**ASSIGNMENT:** Omit the images. Restate all of the records word for word.

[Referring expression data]
● ● ● ●

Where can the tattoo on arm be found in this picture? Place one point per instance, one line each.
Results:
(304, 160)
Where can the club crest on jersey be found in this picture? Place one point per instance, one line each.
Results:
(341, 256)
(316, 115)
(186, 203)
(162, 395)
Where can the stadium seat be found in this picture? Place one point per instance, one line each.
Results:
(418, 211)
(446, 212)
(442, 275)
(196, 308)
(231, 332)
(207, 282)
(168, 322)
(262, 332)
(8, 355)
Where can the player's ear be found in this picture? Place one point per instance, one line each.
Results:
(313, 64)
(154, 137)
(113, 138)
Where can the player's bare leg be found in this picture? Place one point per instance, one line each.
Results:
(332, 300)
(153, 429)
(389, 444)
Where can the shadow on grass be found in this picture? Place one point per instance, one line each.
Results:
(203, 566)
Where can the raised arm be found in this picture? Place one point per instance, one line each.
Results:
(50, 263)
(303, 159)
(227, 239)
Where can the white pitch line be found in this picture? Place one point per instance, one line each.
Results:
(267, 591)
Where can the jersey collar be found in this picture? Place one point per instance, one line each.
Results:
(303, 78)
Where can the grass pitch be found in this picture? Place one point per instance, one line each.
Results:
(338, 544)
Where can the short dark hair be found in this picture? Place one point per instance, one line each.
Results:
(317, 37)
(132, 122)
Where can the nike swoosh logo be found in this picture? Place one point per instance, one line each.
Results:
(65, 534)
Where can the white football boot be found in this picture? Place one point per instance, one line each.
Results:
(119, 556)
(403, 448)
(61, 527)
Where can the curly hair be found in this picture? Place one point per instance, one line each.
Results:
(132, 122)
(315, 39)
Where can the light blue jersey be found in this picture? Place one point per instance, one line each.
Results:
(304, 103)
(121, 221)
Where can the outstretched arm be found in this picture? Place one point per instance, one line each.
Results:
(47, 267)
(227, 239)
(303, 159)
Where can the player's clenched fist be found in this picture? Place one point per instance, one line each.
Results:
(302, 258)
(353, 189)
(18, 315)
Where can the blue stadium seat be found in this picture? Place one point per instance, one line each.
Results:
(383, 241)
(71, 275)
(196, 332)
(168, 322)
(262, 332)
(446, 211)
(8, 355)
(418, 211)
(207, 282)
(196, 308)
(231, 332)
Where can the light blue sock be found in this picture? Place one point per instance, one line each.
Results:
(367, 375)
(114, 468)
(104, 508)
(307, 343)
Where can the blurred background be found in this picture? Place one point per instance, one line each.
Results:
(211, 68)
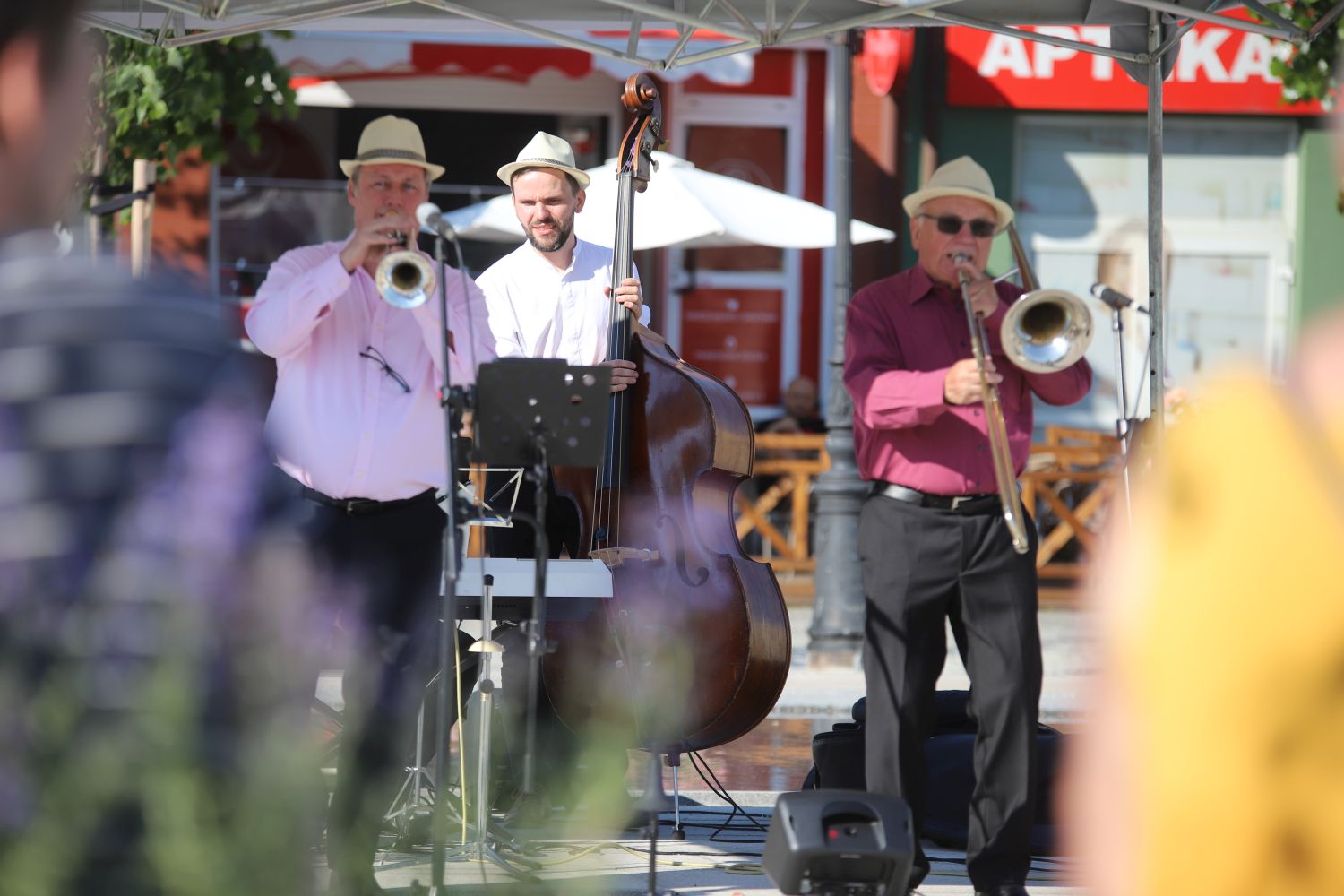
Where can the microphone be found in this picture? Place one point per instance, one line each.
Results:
(1115, 298)
(433, 220)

● ● ● ●

**ANSWER SPACE:**
Where can the tattoo on arm be found in this picture? Place one point per instance, one line each.
Results:
(304, 160)
Where can the club crest on jersey be found in this picture? Place one point per instance, one line each.
Results:
(341, 256)
(316, 115)
(186, 203)
(162, 395)
Where can the stadium seat be found in this picture? Place one point per instance, one line each.
Results:
(418, 211)
(446, 212)
(442, 275)
(196, 308)
(231, 332)
(207, 282)
(168, 322)
(262, 332)
(8, 355)
Where can the player's ear be found in this picture? Place one point per instance, one line each.
Results:
(313, 64)
(154, 137)
(113, 138)
Where can the player's bare leg be found in this picture? Place one point per instance, one line each.
Results:
(332, 300)
(153, 429)
(389, 444)
Where can the shadow on grass be found in this picture? Place one point per instance, one line each.
Results:
(203, 566)
Where can the raised arm be found in this picture? Place one point per instance, one line each.
Results:
(50, 263)
(303, 159)
(227, 239)
Where can the white pitch line be found in this picture? Place one point per instance, one line each.
Results:
(267, 591)
Where can the jersey collar be found in this picture? Place one point per instance, one line each.
Results:
(303, 78)
Where can the grass pitch be found in this picture? Place one point per instance, one line each.
Results:
(338, 544)
Where can the short dark hair be found in this picture? Place one point per instance, one line each.
Results:
(317, 37)
(132, 122)
Where can the nike swoosh logo be found in this picture? Place one point per instance, one line each.
Results:
(65, 534)
Where can the white football boot be found in this picture? Place one point per instance, one line each.
Results:
(119, 556)
(403, 448)
(61, 527)
Where can the curly hair be found in this picture? Place one point per instance, one line each.
Results:
(132, 122)
(315, 39)
Where can the light blue jersey be found in this picture? Place one point per instance, one line each.
Results:
(304, 103)
(121, 221)
Where can the outstretched arm be found in this picture? Place one point per instance, one line each.
Results:
(47, 267)
(227, 239)
(303, 159)
Where can the player's clenched fist be found in this picture? Place one point per instance, one line each.
Results:
(302, 258)
(353, 189)
(18, 315)
Where can the blue stadium seat be found in this picture? Place one point per instance, one line each.
Results:
(383, 241)
(71, 275)
(196, 332)
(168, 322)
(262, 332)
(446, 211)
(8, 355)
(418, 211)
(207, 282)
(196, 308)
(231, 332)
Where can the light blue sock be found in this picture? Place one point per instance, one line each.
Results:
(367, 375)
(114, 468)
(104, 508)
(307, 343)
Where can the blurred background be found in this picture? Place one point per instance, one line each.
Results:
(211, 68)
Where can the microphone be found in this picture? Place one point per instance, one line each.
Results:
(1115, 298)
(433, 220)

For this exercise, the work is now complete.